» REQUIRED ACTION 1: In the passage, where do incident_pack, repo_pack, and change_pack write their files?
» REQUIRED ACTION 2: Return the part of the passage from "classify, extract, triage_logs" up to and including "it by hand.".
» REQUIRED ACTION 3: Turn the paragraph of the passage that begins "corpus_index builds a searchable chunk store" into a short list that keeps its main facts.

» GIVEN PASSAGE:
┌──

Claude-direct can approximate this in prompt — the gap is that ours is server-enforced, not prompt-enforced. A model that ignores the instruction still can’t sneak an unvalidated citation through.

Durable artifacts

incident_pack / repo_pack / change_pack each write <slug>.md + <slug>.json under ~/.ollama-intern/artifacts/. You open them tomorrow, diff them next week, export them into a handbook with artifact_export_to_path. The markdown is rendered by code, not prompt — shape is deterministic.

No other tool in this category writes a file and hands you the path. Every competitor returns a blob of model output and trusts you to save it.

Living corpora

corpus_index builds a searchable chunk store under ~/.ollama-intern/corpora/<name>/. corpus_refresh rebuilds only what’s changed (file content hash). corpus_search does BM25 + RRF fusion. corpus_answer cites chunk ids server-side-validated against what’s actually stored. Manifest v2 tracks the resolved embed model — if Ollama silently promotes nomic-embed-text:latest under you, ollama_corpus_refresh surfaces embed_model_resolved_drift.

A pure vector DB is better for 100M-vector workloads. Ours is better for “I have 300 files I want cited answers against, and I don’t want to run pgvector.”

Uniform envelope

Every tool returns { result, tier_used, model, hardware_profile, tokens_in, tokens_out, elapsed_ms, residency }. No tool invents a new shape. The envelope is the audit trail.

Other servers return “whatever the model said.” Parsing that at scale means hand-written glue per tool.

Structured errors

On failure every tool returns { error: true, code, message, hint, retryable }. code names are stable across releases — treat them like an API. Never a raw stack trace.

Raw Ollama returns HTTP errors. Prompt-based tools return prose failures you have to parse.

Batch atoms

classify, extract, triage_logs accept items: [{ id, text }] and return one envelope per batch. Duplicate ids refused. This is where bulk work happens — 10-item classify in one round-trip instead of 10 round-trips with 10 prewarms and 10 envelopes.

Residency visibility

Every envelope carries residency from Ollama’s /api/ps. When evicted: true or size_vram_bytes < size_bytes, the caller knows inference dropped 5–10× and why. Raw Ollama exposes the same data but you have to correlate it by hand.

└──

» DATA:
┌──

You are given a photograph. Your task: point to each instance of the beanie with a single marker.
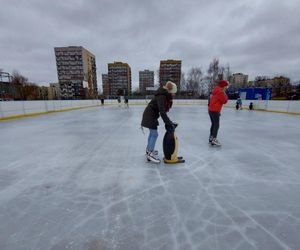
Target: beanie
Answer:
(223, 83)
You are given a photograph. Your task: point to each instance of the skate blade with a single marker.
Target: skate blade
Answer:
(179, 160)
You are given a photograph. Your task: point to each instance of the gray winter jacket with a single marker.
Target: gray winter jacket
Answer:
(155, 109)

└──
┌──

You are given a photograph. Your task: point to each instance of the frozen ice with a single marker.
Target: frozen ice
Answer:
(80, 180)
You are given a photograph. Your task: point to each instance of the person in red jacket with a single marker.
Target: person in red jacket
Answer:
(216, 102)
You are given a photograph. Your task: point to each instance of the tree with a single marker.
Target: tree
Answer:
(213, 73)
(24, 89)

└──

» EXERCISE SOLUTION 1: Under ~/.ollama-intern/artifacts/.

» EXERCISE SOLUTION 2:
classify, extract, triage_logs accept items: [{ id, text }] and return one envelope per batch. Duplicate ids refused. This is where bulk work happens — 10-item classify in one round-trip instead of 10 round-trips with 10 prewarms and 10 envelopes.

Residency visibility

Every envelope carries residency from Ollama’s /api/ps. When evicted: true or size_vram_bytes < size_bytes, the caller knows inference dropped 5–10× and why. Raw Ollama exposes the same data but you have to correlate it by hand.

» EXERCISE SOLUTION 3:
- corpus_index builds a searchable chunk store under ~/.ollama-intern/corpora/<name>/.
- corpus_refresh rebuilds only what has changed, based on file content hash.
- corpus_search uses BM25 + RRF fusion.
- corpus_answer cites chunk ids validated server-side against what is actually stored.
- Manifest v2 tracks the resolved embed model. If Ollama silently promotes nomic-embed-text:latest, ollama_corpus_refresh surfaces embed_model_resolved_drift.